Material shown
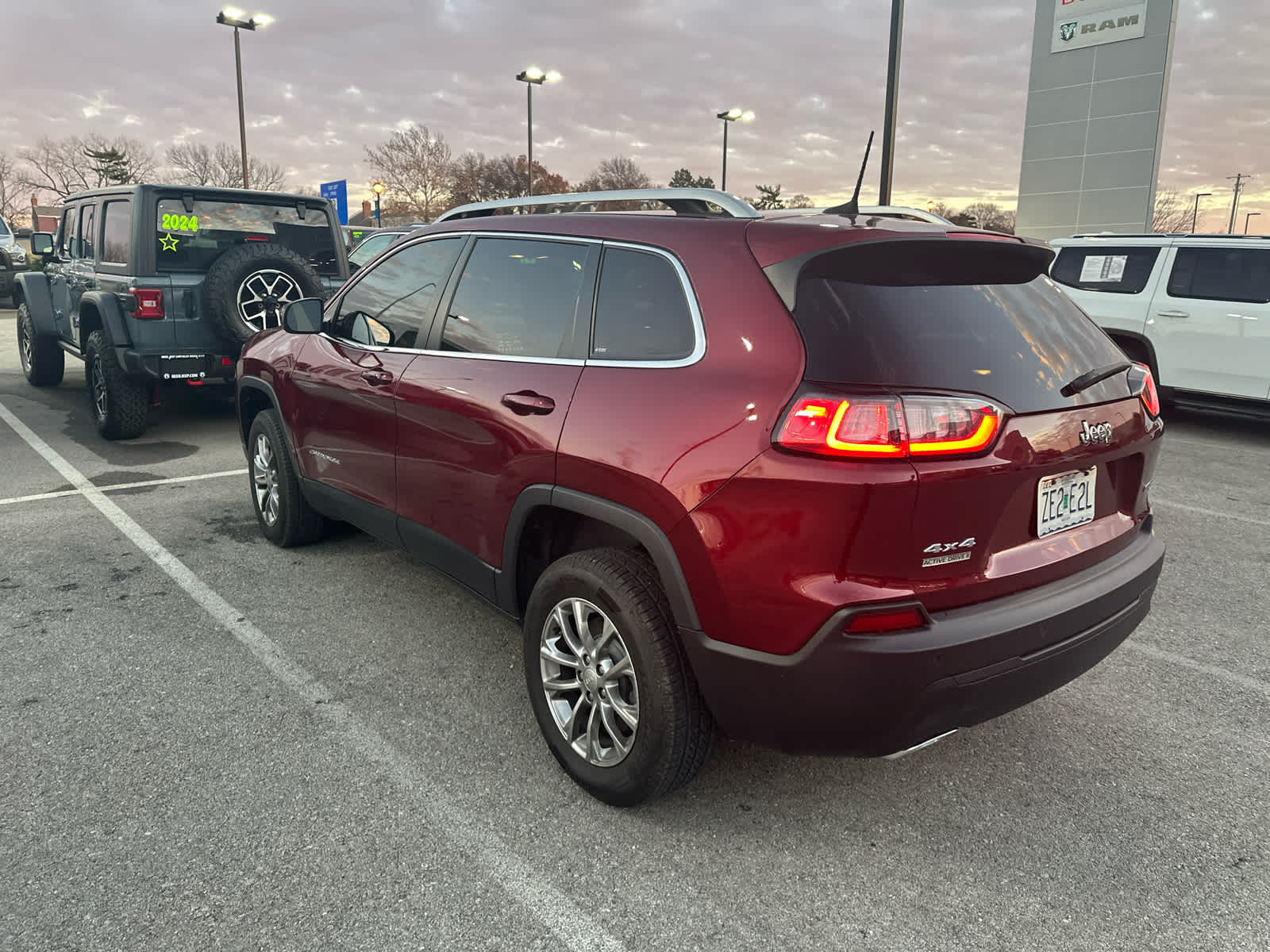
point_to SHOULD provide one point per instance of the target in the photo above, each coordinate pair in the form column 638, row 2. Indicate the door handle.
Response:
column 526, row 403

--

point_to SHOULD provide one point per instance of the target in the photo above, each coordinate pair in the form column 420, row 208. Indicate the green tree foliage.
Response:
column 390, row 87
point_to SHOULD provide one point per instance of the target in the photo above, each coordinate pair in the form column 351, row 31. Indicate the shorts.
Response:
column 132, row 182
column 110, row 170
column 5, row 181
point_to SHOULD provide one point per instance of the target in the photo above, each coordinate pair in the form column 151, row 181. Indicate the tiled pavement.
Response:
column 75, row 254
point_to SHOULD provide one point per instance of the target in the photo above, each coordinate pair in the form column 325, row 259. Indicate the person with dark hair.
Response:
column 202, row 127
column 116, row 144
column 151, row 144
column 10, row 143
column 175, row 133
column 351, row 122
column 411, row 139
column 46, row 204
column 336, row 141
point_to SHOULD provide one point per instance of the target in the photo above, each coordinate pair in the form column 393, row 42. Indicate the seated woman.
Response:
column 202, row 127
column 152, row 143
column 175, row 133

The problem
Pick every line of the data that includes the string "provide".

The answer
point_to SHOULD provide one point per instance of the target in the photo above, each coordinate pair in the form column 638, row 2. Indicate the door handle.
point_to SHOULD provide one point per instance of the target in the photo above, each coordinate pair in the form column 420, row 208. Indicate the green tree foliage.
point_to SHOULD provide one point per instance of the target in the photo above, each coordinate pair in the form column 351, row 31. Indicate the shorts.
point_to SHOULD provide one point per instance of the target in the photo above, each coordinate pair in the form column 151, row 181. Indicate the tiled pavement.
point_to SHOULD provide one point per instance of the target in the photo above, each coordinate pair in the form column 325, row 259. Indicate the person with dark hair.
point_to SHOULD provide one point per instance of the target in the photo above, each coordinate pair in the form column 393, row 42. Indicate the seated woman.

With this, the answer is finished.